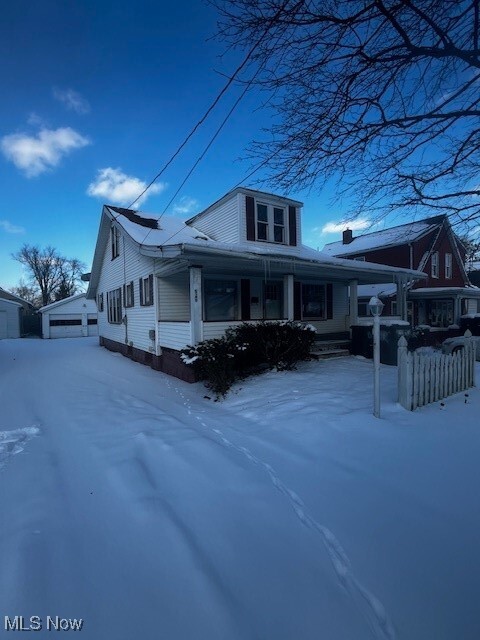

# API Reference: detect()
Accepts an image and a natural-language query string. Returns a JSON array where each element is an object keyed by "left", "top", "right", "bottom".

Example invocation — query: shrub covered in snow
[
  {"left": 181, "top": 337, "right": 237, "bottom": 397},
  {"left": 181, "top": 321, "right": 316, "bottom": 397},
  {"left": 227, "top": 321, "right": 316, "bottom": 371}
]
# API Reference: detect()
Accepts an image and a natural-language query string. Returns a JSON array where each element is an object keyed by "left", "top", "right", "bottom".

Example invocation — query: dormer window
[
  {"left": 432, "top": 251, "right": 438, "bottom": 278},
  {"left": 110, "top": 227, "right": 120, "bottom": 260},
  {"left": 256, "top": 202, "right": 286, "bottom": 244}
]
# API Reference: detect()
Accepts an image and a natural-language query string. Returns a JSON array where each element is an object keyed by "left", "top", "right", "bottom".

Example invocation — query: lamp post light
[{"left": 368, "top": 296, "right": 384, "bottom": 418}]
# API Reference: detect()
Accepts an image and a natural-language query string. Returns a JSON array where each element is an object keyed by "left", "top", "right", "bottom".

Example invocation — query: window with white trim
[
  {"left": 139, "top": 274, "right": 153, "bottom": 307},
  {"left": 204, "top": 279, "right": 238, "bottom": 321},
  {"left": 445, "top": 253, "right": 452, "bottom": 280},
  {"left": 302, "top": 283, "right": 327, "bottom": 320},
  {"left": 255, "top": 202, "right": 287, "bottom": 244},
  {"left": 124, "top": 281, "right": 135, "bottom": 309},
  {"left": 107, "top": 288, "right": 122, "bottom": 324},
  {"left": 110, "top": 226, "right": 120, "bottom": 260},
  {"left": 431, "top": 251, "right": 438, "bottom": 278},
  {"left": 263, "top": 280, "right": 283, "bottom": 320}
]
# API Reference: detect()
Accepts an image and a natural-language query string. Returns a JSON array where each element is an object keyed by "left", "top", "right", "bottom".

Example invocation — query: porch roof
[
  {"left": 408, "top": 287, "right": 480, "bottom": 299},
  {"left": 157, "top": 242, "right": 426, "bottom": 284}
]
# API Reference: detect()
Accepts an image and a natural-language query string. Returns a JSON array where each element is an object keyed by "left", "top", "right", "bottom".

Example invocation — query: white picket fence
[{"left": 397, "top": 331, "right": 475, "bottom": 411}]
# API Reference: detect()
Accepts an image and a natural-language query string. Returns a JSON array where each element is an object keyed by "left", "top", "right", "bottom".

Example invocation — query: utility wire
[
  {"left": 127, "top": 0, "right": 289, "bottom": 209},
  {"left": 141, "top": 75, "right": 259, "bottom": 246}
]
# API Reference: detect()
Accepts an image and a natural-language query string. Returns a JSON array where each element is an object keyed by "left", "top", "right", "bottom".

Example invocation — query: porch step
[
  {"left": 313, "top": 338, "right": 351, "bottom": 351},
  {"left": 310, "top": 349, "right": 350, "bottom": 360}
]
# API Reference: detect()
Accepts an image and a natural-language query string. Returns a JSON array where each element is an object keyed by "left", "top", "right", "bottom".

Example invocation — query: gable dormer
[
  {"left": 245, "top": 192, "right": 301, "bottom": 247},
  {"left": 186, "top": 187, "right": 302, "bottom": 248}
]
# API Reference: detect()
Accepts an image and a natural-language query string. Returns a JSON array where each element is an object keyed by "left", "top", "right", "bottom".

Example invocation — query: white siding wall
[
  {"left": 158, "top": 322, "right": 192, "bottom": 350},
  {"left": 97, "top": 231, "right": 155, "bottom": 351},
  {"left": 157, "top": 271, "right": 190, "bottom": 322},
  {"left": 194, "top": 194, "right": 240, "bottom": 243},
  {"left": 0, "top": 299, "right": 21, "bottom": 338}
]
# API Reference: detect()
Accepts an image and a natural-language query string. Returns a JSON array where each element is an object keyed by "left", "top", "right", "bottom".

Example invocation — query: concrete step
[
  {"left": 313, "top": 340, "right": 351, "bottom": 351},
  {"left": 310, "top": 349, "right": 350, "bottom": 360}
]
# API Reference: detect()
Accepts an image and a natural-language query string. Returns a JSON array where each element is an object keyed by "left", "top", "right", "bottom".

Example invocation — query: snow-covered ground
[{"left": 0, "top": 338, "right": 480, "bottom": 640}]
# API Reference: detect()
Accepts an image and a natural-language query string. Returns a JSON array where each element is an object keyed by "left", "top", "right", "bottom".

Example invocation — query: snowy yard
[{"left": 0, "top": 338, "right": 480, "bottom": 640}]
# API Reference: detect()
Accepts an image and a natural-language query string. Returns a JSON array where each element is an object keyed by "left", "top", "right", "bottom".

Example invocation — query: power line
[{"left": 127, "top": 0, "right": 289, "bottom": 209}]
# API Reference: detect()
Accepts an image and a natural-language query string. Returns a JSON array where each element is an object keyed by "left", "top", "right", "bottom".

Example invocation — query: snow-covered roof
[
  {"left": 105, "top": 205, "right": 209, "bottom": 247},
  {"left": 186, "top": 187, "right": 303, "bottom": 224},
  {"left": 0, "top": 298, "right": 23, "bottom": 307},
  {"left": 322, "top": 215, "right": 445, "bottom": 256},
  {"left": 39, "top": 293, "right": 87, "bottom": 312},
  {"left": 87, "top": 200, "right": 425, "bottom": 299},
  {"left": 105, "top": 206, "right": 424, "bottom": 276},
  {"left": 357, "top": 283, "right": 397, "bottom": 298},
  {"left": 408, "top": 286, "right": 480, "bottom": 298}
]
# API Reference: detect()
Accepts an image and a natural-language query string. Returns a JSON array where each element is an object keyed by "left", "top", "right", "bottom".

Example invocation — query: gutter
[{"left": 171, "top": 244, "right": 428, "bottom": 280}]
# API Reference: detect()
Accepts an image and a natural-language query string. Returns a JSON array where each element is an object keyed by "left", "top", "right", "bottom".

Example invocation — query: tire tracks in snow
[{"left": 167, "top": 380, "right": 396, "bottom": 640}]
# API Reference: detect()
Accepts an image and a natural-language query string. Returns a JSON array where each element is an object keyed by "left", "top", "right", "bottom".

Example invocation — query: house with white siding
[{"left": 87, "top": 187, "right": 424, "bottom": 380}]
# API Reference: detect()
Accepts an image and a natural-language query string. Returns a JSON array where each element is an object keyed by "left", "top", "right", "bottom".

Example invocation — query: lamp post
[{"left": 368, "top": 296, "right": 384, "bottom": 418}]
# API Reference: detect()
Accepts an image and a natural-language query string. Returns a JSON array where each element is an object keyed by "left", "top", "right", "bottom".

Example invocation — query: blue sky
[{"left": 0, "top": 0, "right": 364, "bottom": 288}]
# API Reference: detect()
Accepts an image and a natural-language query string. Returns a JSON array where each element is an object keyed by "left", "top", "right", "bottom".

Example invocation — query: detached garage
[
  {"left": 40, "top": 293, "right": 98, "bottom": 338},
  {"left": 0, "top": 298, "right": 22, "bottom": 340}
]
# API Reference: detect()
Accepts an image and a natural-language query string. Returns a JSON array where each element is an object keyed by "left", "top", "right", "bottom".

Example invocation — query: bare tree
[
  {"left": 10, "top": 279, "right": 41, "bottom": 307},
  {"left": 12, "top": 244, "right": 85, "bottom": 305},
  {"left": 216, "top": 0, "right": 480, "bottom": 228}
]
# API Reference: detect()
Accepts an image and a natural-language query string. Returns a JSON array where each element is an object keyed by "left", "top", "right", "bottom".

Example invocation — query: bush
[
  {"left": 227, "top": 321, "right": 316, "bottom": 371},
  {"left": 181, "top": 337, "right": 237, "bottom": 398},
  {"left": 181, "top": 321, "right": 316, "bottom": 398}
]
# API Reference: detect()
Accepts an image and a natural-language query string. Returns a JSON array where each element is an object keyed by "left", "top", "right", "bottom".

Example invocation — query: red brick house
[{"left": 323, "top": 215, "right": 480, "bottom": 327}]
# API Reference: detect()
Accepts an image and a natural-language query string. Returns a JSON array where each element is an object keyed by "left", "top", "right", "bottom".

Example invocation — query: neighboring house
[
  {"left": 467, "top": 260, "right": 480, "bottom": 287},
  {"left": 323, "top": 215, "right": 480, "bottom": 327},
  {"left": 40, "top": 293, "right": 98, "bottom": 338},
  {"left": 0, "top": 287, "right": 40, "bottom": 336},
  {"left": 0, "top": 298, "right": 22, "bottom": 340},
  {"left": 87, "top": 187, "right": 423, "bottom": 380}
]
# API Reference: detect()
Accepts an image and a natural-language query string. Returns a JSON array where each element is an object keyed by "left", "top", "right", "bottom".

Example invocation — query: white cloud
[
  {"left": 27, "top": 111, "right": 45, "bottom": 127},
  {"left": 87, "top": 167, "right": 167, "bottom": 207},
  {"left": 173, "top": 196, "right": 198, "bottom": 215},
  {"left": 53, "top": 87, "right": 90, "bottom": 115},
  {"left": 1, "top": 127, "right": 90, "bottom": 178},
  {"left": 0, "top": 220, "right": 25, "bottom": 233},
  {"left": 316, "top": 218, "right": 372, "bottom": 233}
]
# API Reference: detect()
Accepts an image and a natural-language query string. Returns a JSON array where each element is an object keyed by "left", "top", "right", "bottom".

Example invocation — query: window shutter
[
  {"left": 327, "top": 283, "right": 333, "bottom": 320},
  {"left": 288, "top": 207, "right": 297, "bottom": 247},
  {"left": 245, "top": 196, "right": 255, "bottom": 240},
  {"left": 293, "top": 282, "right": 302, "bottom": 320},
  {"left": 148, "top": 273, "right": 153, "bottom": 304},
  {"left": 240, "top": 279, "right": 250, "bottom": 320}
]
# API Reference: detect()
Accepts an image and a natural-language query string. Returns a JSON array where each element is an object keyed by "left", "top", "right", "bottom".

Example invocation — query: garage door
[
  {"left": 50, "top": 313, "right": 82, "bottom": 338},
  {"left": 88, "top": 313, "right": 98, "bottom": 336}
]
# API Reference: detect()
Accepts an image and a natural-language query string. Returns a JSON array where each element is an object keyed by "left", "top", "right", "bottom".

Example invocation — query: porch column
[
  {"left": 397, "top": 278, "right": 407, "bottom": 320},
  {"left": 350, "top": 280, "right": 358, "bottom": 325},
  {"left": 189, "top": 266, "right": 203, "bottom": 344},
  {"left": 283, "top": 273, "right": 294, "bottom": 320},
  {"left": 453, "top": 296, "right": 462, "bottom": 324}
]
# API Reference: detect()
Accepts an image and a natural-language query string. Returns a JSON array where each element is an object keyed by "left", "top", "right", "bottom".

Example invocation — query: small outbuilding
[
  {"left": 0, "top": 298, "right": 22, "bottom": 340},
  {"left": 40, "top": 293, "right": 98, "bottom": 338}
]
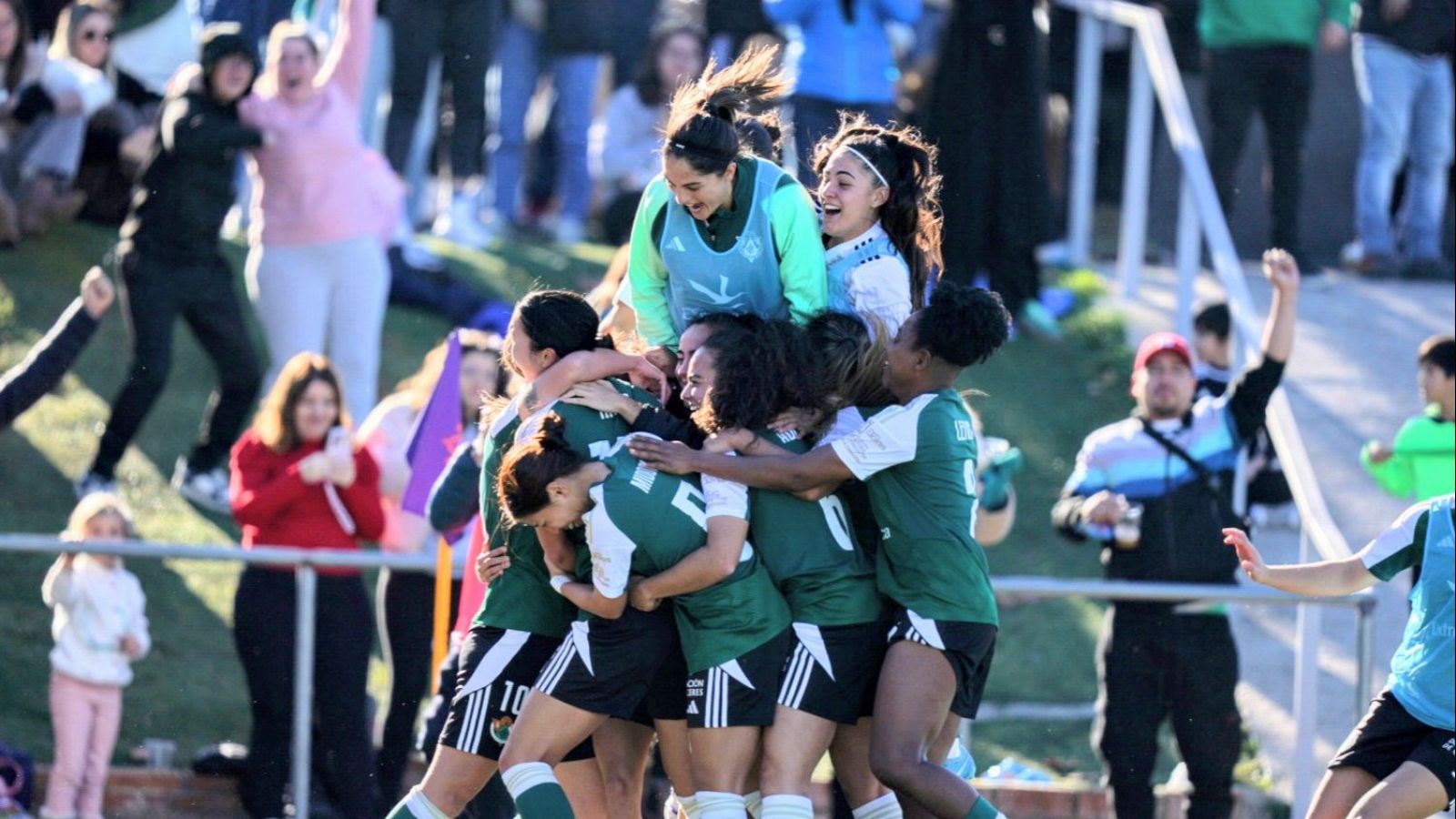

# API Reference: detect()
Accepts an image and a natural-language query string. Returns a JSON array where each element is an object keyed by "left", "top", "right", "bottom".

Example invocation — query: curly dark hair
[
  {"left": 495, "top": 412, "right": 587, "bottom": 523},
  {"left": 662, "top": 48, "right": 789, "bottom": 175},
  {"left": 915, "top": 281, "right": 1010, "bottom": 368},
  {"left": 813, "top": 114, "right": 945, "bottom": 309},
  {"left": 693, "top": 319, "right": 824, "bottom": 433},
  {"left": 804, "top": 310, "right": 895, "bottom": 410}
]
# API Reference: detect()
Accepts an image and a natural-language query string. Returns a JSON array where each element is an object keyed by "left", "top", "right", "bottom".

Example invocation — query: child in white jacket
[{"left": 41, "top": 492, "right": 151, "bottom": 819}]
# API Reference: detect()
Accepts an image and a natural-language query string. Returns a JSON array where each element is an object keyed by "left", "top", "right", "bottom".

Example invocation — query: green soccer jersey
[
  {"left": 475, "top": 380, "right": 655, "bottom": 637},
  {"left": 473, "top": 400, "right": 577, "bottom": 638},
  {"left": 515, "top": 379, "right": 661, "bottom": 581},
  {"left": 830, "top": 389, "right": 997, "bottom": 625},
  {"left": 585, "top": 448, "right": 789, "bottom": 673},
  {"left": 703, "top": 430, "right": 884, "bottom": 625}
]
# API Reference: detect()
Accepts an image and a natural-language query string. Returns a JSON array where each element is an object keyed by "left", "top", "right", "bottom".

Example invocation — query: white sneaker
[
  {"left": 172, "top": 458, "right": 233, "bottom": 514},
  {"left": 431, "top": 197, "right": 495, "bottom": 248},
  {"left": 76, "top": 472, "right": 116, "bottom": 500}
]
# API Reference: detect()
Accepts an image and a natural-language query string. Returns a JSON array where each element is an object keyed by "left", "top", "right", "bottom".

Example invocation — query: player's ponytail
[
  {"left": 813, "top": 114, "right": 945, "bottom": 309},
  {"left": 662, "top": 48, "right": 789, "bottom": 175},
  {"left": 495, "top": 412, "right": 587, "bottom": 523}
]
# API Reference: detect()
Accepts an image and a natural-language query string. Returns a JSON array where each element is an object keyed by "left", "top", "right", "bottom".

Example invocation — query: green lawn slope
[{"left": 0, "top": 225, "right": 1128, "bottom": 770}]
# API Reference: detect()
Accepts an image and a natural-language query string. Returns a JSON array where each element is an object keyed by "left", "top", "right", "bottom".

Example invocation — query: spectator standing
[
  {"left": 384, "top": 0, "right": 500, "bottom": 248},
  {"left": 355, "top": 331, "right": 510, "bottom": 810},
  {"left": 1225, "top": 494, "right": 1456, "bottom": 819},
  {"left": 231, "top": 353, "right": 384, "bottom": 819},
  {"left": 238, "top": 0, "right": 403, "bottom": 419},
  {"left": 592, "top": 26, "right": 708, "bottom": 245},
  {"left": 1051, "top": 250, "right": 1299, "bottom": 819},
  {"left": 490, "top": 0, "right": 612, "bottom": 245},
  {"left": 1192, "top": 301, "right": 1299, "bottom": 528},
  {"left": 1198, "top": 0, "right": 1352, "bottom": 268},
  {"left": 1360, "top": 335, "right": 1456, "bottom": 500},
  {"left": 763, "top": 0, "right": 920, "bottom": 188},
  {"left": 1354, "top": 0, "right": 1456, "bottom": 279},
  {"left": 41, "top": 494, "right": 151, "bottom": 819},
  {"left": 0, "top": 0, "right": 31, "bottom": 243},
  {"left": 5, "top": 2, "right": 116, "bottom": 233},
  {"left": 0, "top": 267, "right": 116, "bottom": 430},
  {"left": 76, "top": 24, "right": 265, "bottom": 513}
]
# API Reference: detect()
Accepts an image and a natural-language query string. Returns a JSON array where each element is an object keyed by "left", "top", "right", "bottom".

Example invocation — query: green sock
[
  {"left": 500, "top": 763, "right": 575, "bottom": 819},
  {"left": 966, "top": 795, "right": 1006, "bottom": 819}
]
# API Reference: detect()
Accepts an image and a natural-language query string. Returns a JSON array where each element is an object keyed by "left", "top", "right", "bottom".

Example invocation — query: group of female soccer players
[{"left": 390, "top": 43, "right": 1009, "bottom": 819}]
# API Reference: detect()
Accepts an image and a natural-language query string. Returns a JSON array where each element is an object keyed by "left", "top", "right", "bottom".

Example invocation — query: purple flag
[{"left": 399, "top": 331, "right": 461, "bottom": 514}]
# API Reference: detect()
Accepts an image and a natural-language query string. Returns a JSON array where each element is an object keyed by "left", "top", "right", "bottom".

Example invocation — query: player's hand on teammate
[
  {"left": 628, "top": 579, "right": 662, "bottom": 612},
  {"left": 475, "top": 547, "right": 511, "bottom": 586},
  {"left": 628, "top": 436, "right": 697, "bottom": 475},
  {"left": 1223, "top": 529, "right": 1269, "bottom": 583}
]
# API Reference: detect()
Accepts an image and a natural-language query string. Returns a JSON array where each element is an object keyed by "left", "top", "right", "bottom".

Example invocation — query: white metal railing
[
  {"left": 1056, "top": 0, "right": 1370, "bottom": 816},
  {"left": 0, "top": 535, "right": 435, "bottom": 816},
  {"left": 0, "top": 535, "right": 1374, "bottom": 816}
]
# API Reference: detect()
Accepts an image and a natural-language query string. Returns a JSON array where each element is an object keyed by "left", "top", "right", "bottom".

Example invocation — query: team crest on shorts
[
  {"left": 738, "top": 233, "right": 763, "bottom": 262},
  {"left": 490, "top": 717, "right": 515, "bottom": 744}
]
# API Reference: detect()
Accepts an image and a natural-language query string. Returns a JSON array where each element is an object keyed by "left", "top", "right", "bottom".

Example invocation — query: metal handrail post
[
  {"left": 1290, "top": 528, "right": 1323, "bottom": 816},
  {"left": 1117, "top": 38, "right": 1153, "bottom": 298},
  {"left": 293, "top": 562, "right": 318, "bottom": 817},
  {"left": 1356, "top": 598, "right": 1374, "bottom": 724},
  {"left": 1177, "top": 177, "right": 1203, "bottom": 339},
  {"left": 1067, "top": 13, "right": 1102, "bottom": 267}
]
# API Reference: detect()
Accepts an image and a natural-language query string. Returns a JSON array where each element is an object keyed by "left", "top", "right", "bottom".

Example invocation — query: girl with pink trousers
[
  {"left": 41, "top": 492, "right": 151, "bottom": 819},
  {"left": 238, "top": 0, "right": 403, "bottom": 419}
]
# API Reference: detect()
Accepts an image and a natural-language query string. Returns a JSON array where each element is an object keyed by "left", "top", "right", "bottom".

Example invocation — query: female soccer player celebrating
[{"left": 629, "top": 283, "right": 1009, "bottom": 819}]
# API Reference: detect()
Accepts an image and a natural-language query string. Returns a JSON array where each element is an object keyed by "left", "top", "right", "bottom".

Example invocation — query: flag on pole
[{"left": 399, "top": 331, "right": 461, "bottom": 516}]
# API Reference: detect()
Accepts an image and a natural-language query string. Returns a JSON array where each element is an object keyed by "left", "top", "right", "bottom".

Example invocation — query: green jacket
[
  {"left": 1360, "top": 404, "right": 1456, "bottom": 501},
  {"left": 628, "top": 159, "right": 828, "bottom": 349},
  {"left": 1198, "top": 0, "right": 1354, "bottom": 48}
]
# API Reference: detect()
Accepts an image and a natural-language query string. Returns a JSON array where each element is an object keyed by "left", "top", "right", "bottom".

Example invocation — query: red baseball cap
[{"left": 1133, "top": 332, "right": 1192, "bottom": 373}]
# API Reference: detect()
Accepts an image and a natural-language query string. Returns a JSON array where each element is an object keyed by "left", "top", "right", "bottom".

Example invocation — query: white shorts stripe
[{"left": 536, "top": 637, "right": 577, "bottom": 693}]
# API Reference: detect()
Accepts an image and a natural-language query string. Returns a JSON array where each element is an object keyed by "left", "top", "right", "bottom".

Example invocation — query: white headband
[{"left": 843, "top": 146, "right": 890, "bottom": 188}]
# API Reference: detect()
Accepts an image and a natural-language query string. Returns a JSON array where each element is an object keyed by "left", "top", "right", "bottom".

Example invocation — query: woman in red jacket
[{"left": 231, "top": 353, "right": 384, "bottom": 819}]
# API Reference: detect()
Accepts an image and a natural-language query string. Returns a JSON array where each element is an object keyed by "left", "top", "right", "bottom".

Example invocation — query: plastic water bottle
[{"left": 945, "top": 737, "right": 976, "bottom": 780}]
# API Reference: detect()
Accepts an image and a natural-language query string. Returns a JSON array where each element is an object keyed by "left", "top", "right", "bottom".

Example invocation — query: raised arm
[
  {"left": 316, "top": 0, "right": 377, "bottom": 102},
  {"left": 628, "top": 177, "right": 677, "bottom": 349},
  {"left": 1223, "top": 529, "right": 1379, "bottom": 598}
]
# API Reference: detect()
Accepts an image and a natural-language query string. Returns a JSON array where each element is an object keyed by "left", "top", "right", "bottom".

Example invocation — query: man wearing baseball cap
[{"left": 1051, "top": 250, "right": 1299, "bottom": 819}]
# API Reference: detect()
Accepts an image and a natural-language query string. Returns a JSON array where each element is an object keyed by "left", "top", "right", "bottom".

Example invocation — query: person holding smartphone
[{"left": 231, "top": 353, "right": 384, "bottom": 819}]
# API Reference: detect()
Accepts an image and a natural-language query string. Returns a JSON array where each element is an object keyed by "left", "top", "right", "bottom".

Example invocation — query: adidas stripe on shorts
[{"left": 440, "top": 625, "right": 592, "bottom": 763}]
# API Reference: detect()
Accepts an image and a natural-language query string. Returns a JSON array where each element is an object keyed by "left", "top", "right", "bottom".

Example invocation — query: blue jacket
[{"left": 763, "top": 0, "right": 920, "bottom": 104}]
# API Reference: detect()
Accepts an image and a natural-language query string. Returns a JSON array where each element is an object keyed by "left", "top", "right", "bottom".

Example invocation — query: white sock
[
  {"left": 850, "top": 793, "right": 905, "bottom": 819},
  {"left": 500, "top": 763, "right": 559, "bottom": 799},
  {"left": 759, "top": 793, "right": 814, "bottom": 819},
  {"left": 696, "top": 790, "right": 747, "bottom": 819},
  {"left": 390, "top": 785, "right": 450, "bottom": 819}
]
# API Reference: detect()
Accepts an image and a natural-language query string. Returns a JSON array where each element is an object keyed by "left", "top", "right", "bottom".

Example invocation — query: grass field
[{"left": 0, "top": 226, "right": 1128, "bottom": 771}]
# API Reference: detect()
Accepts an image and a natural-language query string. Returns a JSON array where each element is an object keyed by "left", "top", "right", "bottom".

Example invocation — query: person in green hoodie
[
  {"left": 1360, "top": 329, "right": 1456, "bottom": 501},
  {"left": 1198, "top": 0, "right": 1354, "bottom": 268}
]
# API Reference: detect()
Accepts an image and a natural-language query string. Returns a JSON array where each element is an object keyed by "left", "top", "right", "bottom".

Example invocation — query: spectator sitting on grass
....
* **To be done**: List every line in the records above that contains the word "metal".

* **Reply to the task**:
Example invocation — query: white metal railing
Example invocation — query: metal handrail post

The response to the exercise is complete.